--- Text segment ---
To demonstrate the technical potential of the combinatorial approach, its transferability to 25 cm²-pouch cells was investigated. Figure 10 shows a comparison of the cycle stability of full cells based on prelithiated anodes with carbon coated and size reduced CLM00001, as the most effective combination, in coin cell and pouch cell formats in the voltage window 4.2–3.0 V. Transfer to the cell area 14 times larger in size was successful. The cells show similar starting capacities, and the pouch cell even shows a more stable cycling behavior (737 vs. 603 cycles). The reason for the higher cycle stability of the pouch cell can be explained by the use of the significantly thinner Celgard^® separator (25 µm) compared to the thick Whatman^® GF/A separator (260 µm) used in the coin cells. The voltage drop across the separator is thus reduced. Hence, the charge or discharge process can be more complete within the specified voltage window, especially at higher numbers of cycles where an increased resistance contribution of the grown SEI layer can be observed.

To enable high energy densities, material combinations with both high capacity and average discharge cell voltage are required. The pouch cell from Figure 10 has an average discharge voltage of 3.45 V at the start and 3.37 V at the end of life after 737 cycles. Compared to the rather stable mean discharge cell voltage of graphite-based cells of about 3.7 V over lifetime, this means that about 9% of the capacity gain is lost in energy density due to the voltage characteristics of the prelithiated CLM00007 anode compared to graphite.
---
**Actions to take:**
A) Answer these questions from the passage on pouch cells:
(i) How thick is the Celgard® separator?
(ii) How many cycles did the coin cell reach?
(iii) What is the pouch cell's average discharge voltage at the end of life?
B) Copy the passage on pouch cells word for word between "To enable high" and "compared to graphite.", inclusive.
Use only the passage on pouch cells for your answers.
--- Raw data ---
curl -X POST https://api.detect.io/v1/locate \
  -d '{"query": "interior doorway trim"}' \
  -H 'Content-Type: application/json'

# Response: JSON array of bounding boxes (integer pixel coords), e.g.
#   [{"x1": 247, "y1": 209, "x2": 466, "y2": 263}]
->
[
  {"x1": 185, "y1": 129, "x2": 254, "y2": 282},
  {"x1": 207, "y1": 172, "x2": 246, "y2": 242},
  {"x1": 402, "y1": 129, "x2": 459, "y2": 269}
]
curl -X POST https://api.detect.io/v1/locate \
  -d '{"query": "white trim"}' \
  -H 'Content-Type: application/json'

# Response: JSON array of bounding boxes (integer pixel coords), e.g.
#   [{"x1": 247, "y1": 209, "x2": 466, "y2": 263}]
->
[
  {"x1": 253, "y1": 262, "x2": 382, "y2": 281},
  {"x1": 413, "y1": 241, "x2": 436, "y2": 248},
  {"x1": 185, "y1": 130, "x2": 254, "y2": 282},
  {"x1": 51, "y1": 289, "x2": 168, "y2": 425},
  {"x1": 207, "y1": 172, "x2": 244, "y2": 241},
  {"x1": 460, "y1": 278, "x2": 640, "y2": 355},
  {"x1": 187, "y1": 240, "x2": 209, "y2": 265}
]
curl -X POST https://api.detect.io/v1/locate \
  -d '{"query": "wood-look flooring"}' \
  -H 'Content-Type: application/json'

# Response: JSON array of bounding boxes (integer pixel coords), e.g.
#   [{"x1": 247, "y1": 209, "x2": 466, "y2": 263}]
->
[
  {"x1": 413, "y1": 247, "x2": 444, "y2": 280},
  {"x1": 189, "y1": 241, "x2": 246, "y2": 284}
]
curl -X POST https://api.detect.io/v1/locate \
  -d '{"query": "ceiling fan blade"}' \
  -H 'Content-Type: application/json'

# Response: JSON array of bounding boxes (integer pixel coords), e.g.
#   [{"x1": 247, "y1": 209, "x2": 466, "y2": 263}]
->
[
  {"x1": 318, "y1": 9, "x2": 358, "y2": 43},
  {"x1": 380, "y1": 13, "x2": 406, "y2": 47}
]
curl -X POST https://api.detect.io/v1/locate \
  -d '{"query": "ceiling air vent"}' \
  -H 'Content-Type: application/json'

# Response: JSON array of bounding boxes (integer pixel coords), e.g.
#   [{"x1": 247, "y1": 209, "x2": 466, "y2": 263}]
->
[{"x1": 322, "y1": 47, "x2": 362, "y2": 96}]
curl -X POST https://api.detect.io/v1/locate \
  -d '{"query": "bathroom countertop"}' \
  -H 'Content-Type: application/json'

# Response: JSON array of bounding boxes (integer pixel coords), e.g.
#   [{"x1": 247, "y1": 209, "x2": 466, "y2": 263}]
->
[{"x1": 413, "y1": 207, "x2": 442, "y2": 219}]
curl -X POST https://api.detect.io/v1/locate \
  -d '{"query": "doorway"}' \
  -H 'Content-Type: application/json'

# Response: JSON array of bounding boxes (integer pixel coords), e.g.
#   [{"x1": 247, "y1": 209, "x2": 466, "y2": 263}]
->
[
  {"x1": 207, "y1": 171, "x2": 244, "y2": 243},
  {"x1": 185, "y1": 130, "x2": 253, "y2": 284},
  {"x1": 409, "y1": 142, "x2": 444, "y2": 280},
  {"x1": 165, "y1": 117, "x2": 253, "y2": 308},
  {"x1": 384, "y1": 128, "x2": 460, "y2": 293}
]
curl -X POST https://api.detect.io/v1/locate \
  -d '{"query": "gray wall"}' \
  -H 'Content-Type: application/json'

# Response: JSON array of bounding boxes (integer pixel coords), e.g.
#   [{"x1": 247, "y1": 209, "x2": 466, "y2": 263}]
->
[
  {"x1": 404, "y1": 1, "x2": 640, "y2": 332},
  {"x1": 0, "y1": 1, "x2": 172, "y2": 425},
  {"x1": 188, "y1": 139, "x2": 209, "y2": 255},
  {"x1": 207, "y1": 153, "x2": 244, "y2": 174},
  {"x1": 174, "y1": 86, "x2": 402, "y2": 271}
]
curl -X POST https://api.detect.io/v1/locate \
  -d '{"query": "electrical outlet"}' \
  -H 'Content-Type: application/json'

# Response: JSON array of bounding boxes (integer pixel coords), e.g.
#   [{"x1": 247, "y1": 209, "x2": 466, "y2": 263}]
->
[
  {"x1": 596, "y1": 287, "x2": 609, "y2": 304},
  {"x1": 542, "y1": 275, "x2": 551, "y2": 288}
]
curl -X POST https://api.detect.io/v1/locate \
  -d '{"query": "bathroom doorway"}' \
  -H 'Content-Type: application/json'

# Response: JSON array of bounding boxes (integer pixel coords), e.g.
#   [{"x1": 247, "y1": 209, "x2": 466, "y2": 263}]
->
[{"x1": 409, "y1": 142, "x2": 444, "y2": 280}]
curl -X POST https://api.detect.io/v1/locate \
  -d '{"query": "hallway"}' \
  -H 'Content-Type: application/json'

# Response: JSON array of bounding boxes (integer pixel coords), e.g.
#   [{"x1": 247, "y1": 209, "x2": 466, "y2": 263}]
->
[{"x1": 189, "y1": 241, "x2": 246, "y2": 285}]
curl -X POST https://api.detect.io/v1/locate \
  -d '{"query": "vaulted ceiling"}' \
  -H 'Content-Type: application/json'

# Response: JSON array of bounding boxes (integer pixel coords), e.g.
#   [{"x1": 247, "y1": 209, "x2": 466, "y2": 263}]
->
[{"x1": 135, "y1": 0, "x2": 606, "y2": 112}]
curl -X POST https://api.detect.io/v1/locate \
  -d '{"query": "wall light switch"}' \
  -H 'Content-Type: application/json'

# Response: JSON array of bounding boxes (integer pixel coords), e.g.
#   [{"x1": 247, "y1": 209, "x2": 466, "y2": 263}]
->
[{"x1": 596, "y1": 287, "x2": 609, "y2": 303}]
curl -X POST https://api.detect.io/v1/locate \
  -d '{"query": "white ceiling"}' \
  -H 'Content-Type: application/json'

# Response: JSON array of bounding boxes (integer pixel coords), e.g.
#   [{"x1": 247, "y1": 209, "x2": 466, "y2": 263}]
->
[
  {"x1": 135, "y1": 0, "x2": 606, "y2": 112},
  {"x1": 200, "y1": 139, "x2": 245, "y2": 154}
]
---
**Responses for each task:**
A)
(i) 25 µm
(ii) 603 cycles
(iii) 3.37 V

B)
To enable high energy densities, material combinations with both high capacity and average discharge cell voltage are required. The pouch cell from Figure 10 has an average discharge voltage of 3.45 V at the start and 3.37 V at the end of life after 737 cycles. Compared to the rather stable mean discharge cell voltage of graphite-based cells of about 3.7 V over lifetime, this means that about 9% of the capacity gain is lost in energy density due to the voltage characteristics of the prelithiated CLM00007 anode compared to graphite.